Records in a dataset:
▬▬▬
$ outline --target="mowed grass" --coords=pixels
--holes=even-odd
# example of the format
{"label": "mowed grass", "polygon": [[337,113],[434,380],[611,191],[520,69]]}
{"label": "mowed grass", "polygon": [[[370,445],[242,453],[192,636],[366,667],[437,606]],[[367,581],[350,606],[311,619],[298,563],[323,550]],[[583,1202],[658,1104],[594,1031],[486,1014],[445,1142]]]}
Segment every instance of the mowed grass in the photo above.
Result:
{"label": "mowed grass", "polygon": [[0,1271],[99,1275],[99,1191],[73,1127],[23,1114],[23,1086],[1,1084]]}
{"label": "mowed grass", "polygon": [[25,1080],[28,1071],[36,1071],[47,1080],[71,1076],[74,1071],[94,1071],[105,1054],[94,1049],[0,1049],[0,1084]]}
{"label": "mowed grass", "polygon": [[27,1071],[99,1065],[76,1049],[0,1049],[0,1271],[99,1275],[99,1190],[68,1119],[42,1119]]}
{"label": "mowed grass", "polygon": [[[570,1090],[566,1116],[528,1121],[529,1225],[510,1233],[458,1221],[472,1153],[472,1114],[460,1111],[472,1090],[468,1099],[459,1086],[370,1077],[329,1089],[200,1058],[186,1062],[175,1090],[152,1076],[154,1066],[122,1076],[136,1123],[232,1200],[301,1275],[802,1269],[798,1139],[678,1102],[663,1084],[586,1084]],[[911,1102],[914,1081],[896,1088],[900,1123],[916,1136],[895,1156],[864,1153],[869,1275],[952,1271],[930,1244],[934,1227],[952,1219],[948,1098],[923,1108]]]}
▬▬▬
Swap "Result" for "Output" throughout the items above, leaving everything else as it is.

Written response:
$ outline --target="mowed grass" --coords=pixels
--holes=even-odd
# example of the format
{"label": "mowed grass", "polygon": [[337,113],[434,380],[611,191],[520,69]]}
{"label": "mowed grass", "polygon": [[[370,445],[242,453],[192,636],[366,667],[437,606]],[[367,581],[350,606],[311,619],[298,563],[323,550]],[[583,1202],[658,1104],[594,1031],[486,1014],[445,1142]]]}
Segment every instance of the mowed grass in the photo above.
Output:
{"label": "mowed grass", "polygon": [[0,1271],[99,1275],[99,1191],[73,1127],[23,1114],[23,1086],[1,1084]]}
{"label": "mowed grass", "polygon": [[25,1080],[28,1071],[36,1071],[47,1080],[71,1076],[74,1071],[94,1071],[105,1054],[94,1049],[0,1049],[0,1084]]}
{"label": "mowed grass", "polygon": [[27,1071],[99,1065],[76,1049],[0,1049],[0,1271],[99,1275],[99,1190],[68,1119],[42,1119]]}
{"label": "mowed grass", "polygon": [[[570,1090],[566,1116],[528,1121],[529,1225],[510,1233],[458,1221],[472,1153],[472,1114],[460,1111],[472,1090],[468,1099],[459,1086],[370,1077],[329,1089],[200,1058],[186,1062],[175,1090],[152,1076],[154,1066],[122,1076],[136,1123],[232,1200],[301,1275],[802,1269],[798,1139],[678,1102],[663,1084],[586,1084]],[[911,1102],[914,1081],[896,1088],[900,1123],[916,1136],[895,1156],[864,1153],[869,1275],[952,1271],[930,1244],[934,1227],[952,1219],[948,1098],[923,1108]]]}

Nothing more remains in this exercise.